• WHAT IS EXPECTED:
The reply should return the data in full, exactly as written.

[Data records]
++++++

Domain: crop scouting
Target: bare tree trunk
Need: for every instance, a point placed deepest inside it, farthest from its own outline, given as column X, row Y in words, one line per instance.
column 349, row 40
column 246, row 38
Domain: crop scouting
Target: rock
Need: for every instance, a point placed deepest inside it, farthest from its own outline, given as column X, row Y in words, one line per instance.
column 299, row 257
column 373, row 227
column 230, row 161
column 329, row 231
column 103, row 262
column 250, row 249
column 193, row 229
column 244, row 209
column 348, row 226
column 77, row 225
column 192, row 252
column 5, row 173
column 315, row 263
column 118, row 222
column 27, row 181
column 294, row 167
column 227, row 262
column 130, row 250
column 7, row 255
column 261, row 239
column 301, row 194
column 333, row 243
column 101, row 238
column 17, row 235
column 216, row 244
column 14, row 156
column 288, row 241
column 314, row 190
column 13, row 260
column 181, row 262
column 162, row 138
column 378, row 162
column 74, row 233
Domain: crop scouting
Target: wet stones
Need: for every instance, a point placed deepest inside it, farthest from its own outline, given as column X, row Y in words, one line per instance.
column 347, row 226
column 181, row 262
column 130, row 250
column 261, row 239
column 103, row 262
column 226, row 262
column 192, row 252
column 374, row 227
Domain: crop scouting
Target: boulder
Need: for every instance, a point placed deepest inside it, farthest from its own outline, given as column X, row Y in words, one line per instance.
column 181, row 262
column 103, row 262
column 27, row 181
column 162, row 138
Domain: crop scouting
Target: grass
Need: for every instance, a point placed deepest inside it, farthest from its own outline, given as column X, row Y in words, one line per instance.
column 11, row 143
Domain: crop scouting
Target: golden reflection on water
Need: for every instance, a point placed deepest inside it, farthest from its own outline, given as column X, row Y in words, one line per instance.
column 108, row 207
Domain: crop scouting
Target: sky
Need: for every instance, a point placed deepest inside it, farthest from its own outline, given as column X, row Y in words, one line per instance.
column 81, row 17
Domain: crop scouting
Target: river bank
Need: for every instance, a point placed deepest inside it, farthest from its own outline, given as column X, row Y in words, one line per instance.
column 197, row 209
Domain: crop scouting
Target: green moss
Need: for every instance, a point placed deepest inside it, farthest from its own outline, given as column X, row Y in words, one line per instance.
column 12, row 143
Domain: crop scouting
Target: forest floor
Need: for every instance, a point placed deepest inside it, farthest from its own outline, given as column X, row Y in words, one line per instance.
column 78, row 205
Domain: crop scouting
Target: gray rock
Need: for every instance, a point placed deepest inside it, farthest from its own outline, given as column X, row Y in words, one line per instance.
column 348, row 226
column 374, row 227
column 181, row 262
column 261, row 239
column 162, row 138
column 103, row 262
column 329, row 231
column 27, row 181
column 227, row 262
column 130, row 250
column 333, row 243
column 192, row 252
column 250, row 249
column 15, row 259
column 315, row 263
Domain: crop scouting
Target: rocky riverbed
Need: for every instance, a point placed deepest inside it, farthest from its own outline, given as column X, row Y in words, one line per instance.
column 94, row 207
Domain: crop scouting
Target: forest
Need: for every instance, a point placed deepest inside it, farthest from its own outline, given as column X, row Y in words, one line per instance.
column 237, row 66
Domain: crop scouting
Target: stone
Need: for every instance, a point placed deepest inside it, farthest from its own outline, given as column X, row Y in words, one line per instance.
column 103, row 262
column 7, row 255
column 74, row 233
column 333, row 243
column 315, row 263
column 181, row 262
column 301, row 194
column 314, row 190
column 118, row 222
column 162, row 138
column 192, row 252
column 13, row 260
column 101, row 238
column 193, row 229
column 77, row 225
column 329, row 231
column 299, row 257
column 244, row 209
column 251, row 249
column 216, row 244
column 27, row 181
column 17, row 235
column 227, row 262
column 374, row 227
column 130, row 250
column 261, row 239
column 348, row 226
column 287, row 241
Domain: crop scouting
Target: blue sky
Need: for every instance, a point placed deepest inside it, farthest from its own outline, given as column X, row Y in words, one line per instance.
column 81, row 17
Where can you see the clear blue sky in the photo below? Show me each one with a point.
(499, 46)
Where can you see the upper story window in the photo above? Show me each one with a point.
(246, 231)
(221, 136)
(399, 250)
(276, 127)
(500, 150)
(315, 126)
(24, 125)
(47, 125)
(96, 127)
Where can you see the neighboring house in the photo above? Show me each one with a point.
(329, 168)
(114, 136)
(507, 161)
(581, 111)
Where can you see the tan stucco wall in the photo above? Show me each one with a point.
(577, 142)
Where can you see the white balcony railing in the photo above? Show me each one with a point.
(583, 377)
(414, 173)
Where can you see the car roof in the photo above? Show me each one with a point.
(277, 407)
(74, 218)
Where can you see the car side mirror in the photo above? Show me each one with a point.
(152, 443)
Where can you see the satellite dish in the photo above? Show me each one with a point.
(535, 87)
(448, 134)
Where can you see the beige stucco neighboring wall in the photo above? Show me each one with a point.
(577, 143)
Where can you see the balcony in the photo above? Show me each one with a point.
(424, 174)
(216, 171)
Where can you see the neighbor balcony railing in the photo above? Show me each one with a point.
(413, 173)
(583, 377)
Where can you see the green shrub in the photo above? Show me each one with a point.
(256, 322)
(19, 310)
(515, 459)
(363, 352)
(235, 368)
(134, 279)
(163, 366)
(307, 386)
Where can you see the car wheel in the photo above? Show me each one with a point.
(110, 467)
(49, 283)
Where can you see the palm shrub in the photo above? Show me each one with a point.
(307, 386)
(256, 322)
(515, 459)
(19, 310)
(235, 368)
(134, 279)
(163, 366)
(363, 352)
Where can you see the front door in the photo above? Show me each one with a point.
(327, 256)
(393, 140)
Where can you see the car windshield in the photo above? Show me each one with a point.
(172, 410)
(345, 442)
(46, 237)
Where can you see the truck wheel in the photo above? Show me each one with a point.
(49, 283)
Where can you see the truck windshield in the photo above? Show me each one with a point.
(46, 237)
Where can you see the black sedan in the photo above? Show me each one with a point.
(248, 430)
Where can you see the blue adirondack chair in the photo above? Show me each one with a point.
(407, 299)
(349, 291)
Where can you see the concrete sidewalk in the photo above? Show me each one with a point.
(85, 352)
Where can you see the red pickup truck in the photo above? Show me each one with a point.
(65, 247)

++++++

• TASK ANSWER:
Domain: crop scouting
Target: bare tree trunk
Need: for every instance, a point placed deepest inside it, farthest from its own outline, given as column X, row Y in words, one line per instance.
column 349, row 40
column 246, row 38
Domain: crop scouting
Target: rock
Need: for every instance, a point placed deepest inside it, farthest from its own outline, given as column X, row Y in words, one line per instance.
column 299, row 257
column 373, row 227
column 230, row 161
column 329, row 231
column 103, row 262
column 250, row 249
column 193, row 229
column 244, row 209
column 348, row 226
column 77, row 225
column 192, row 252
column 5, row 173
column 315, row 263
column 118, row 222
column 27, row 181
column 294, row 167
column 227, row 262
column 130, row 250
column 7, row 255
column 261, row 239
column 301, row 194
column 333, row 243
column 101, row 238
column 17, row 235
column 216, row 244
column 14, row 156
column 288, row 241
column 314, row 190
column 13, row 260
column 181, row 262
column 162, row 138
column 378, row 162
column 74, row 233
Domain: crop scouting
Target: wet stones
Need: for every instance, a point placed deepest inside it, farthest from its own outline, given as column X, row Y in words, one line per instance.
column 347, row 226
column 181, row 262
column 130, row 250
column 261, row 239
column 103, row 262
column 226, row 262
column 192, row 252
column 374, row 227
Domain: crop scouting
Target: boulder
Need: for every instance, a point placed deepest inside it, farthest from its own outline, given as column X, row Y in words, one line per instance.
column 181, row 262
column 103, row 262
column 27, row 181
column 162, row 138
Domain: crop scouting
Target: grass
Need: for every instance, a point placed deepest inside it, farthest from its own outline, given as column X, row Y in words, one line per instance.
column 11, row 143
Domain: crop scouting
Target: golden reflection on water
Need: for every instance, a point placed deepest inside it, farthest from its own outline, given as column X, row Y in words, one line per instance.
column 108, row 207
Domain: crop scouting
Target: sky
Need: for every instance, a point placed deepest inside it, farthest from its own outline, given as column X, row Y in words, one line per instance.
column 81, row 17
Domain: crop scouting
Target: river bank
Need: for every instance, a point placed deepest inside it, farthest from its own outline, given as column X, row Y in words, one line per instance.
column 197, row 209
Domain: crop scouting
Target: green moss
Need: for every instance, a point placed deepest inside it, farthest from its own outline, given as column X, row Y in words, one line per instance.
column 12, row 143
Domain: crop scouting
Target: forest floor
Need: for every instance, a point placed deepest inside it, farthest from its own outline, given as column X, row Y in words, one line per instance.
column 78, row 205
Domain: crop scouting
Target: gray rock
Need: for every instance, a point placed deepest inside it, farthest from its own outline, given as column X, row Y in words, one line per instance.
column 348, row 226
column 374, row 227
column 181, row 262
column 261, row 239
column 162, row 138
column 103, row 262
column 329, row 231
column 27, row 181
column 227, row 262
column 130, row 250
column 333, row 243
column 192, row 252
column 250, row 249
column 15, row 259
column 315, row 263
Domain: crop scouting
Target: rocky riverbed
Need: for every instance, a point placed deepest inside it, farthest from its own outline, given as column X, row Y in words, one line per instance.
column 94, row 207
Domain: crop scouting
Target: forest
Need: for every instance, a point placed deepest inside it, farthest from its own outline, given as column X, row Y in words, one line per instance.
column 237, row 66
Domain: crop scouting
Target: stone
Need: for every instance, a point placed deepest inside it, farthest from its own outline, given as column X, row Y in words, one line per instance.
column 103, row 262
column 7, row 255
column 74, row 233
column 333, row 243
column 315, row 263
column 181, row 262
column 301, row 194
column 314, row 190
column 118, row 222
column 162, row 138
column 192, row 252
column 13, row 260
column 101, row 238
column 193, row 229
column 77, row 225
column 329, row 231
column 299, row 257
column 244, row 209
column 251, row 249
column 216, row 244
column 27, row 181
column 17, row 235
column 227, row 262
column 374, row 227
column 130, row 250
column 261, row 239
column 348, row 226
column 287, row 241
Domain: crop scouting
Target: blue sky
Need: for every instance, a point placed deepest inside it, farthest from its own outline, given as column X, row Y in words, one line per instance.
column 81, row 17
Where can you see the clear blue sky in the photo below? Show me each one with a point.
(499, 46)
Where can you see the upper story window in the photo above? Show me each one with a point.
(246, 231)
(221, 136)
(399, 250)
(276, 127)
(500, 150)
(315, 126)
(24, 125)
(47, 125)
(96, 127)
Where can you see the neighboring house in the photo above? Show me each one with a point.
(329, 168)
(114, 136)
(507, 161)
(581, 111)
Where can you see the tan stucco wall in the photo above? Show me each one with a point.
(577, 142)
Where can you see the white balcony railing in the photo above? Show me each one with a point.
(583, 377)
(414, 173)
Where can you see the car roof in the photo above? Show me each one with a point.
(277, 407)
(74, 218)
Where can you see the car side mirror in the photo above? Show me each one with a point.
(152, 443)
Where can you see the satellite dish in the photo above? Show me each one with a point.
(535, 87)
(448, 134)
Where can you see the beige stucco neighboring wall in the photo above? Show me each one with a point.
(577, 143)
Where can you see the balcony in the photo above? Show me each one with a point.
(424, 174)
(216, 171)
Where can you see the neighbor balcony railing in the photo above? Show me each one with a point.
(413, 173)
(583, 377)
Where can you see the green shrub in the photo above? Show me each one with a point.
(256, 322)
(19, 310)
(515, 459)
(363, 352)
(235, 368)
(134, 279)
(163, 366)
(307, 386)
Where can you see the car wheel in the photo above? Show me each one with a point.
(110, 467)
(49, 283)
Where can you see the palm shrub in the photo above? Show me each one with a point.
(307, 386)
(256, 322)
(515, 459)
(19, 310)
(235, 368)
(134, 279)
(163, 366)
(363, 352)
Where can you see the front door in the photo above? Show me each one with a point.
(327, 256)
(393, 140)
Where can you see the car windshield in the photo above? Show me each one with a point.
(172, 410)
(345, 442)
(46, 237)
Where can you see the truck wheel in the photo above? Show me each one with a point.
(49, 283)
Where can you see the truck windshield in the photo above? Show me each one with a point.
(46, 237)
Where can you see the black sedan in the photo above? Show me each one with a point.
(248, 430)
Where can you see the blue adirondack chair in the photo above? Show me each one with a point.
(407, 299)
(349, 291)
Where can you see the concrete sidewalk in the photo above? Show me each one with a point.
(85, 352)
Where can you see the red pickup truck in the photo above? Show me each one with a point.
(65, 247)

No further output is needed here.